Selected excerpt:
==*==

Its never easy to shop when they still dont have the Halloween items out. Walgreen were shock. Okay it makes sensr when rhey dont know what we live for.


----------



## nicnacnikki (Oct 5, 2009)

My local Walgreens had their Halloween stuff out today! I went in to get some portfolios for my students and got completely side tracked. I got the last light up talking Medusa!!! They also had these mummies in a coffin thing I want. Other than these two items they didn't have much. I'm hoping that they aren't done putting their stuff out


----------



## stalker42 (Aug 31, 2012)

The local Walgreens started to put some out. The manager told me they had them, so I drove over to find they don't. Not a wasted trip though, I went over to Party City and picked up their $70 flexible skeleton for $25 because they didn't have a price tag or sku.


----------



## Ghost of Spookie (Sep 28, 2008)

Stopped in my local Walgreens this a.m. to let them know I found a Medusa head at another Walgreens. They were going to call me if they unpacked one. They barely and I mean barely had any halloween non-candy merchandise out. Like one or two large skulls and a few pumpkin candy buckets. The shelving was cleared off but empty. 

The lady I was working with said she was glad I found one because so far they haven't turned up any among the boxes they've seen. Even her manager looked for her. She also said she hasn't seen any of the little butler guys either. Wanted to take another look at him as a possible carnie prop. 

I think in part the issue is that they aren't as well staffed as they have been in the past. Maybe you guys are finding the same thing? This just seems to be very late after Labor Day for them to still be only halfway done with the displays. I like to give a local store my business, keeping tax dollars here, but am afraid if I wait they might not get in the items I most want to see and I'll be running all over to find them late in the game.


----------



## sumrtym (Aug 16, 2008)

Ok, Walgreens (the one I stopped at out of the 3 within 10 miles of me) was putting things out now. They had 2 Medusa busts, 2-3 phones, 2 $30 skeletons, dancing brooms for $19.99, and Ivanna Getup witches (2) for $99.99. This one didn't have the butlers, but I saw them at another Walgreens on Monday that had put out only them. They also have nice rubber bats for $1.49, the resin skulls as GoS said with a much more dingy brown than in past years, and plastic (not foam) bags of bones for $7.99.


----------



## StonebridgeCemetery (Jun 26, 2011)

I stopped in a few Walgreens yesterday and they were taking their school supplies off the shelves. So, that was my hint that I needed to go back today. So in my return trip today to my local Walgreens, I scored two 5' skeletons.


----------



## soldierwelsh (Nov 6, 2010)

*got mine today*

I stopped in at Walgreens on the way home from work and was disappointed to see none of the $30 skeletons out yet. I am planning on picking up a couple for this years yard theme. While I was looking at the very little selection that is currently out on the shelves I noticed two of the medusa busts on the top shelf partially hidden behind a box of candy. I was very happy to get my hands on one so early in the season. Now if I can only get some skeletons. Lol. I spoke with the manager and they said they have them in the back but they can't put then out until next week.

==*==

Stated problem a:
Report how many lines of the entries contain the word "plant", giving only the number.
The entries bear no relation to the Walgreens Halloween thread.

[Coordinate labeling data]
==*==

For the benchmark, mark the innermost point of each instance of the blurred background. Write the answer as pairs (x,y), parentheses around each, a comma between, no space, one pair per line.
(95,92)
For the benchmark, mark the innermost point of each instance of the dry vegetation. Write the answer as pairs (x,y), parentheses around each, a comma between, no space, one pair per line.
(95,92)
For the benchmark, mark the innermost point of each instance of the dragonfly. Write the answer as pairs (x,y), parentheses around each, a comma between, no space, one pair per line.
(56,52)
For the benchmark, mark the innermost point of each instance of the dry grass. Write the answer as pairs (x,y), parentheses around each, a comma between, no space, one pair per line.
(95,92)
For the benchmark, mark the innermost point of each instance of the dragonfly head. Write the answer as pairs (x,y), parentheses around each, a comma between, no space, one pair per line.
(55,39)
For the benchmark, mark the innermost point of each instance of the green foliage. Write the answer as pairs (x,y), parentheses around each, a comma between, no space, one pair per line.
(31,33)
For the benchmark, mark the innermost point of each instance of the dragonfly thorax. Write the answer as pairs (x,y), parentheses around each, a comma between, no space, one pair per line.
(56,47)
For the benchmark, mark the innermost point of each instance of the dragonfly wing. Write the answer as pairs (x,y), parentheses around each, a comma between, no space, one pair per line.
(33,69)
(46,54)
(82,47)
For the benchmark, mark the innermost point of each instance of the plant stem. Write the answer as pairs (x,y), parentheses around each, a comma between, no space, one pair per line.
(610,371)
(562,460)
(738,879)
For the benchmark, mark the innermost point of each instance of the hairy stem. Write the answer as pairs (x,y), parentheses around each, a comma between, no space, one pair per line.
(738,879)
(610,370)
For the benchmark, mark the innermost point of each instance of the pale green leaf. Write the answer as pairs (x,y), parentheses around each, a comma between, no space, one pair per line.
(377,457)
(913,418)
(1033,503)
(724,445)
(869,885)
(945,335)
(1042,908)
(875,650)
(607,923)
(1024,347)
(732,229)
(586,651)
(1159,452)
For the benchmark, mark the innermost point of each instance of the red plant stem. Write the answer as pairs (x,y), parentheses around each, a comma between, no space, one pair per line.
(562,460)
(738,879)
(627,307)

==*==

Stated problem b:
Reproduce the Walgreens Halloween thread verbatim from "I stopped in a few" to "until next week.".

Final result a:
2

Final result b:
I stopped in a few Walgreens yesterday and they were taking their school supplies off the shelves. So, that was my hint that I needed to go back today. So in my return trip today to my local Walgreens, I scored two 5' skeletons.


----------



## soldierwelsh (Nov 6, 2010)

*got mine today*

I stopped in at Walgreens on the way home from work and was disappointed to see none of the $30 skeletons out yet. I am planning on picking up a couple for this years yard theme. While I was looking at the very little selection that is currently out on the shelves I noticed two of the medusa busts on the top shelf partially hidden behind a box of candy. I was very happy to get my hands on one so early in the season. Now if I can only get some skeletons. Lol. I spoke with the manager and they said they have them in the back but they can't put then out until next week.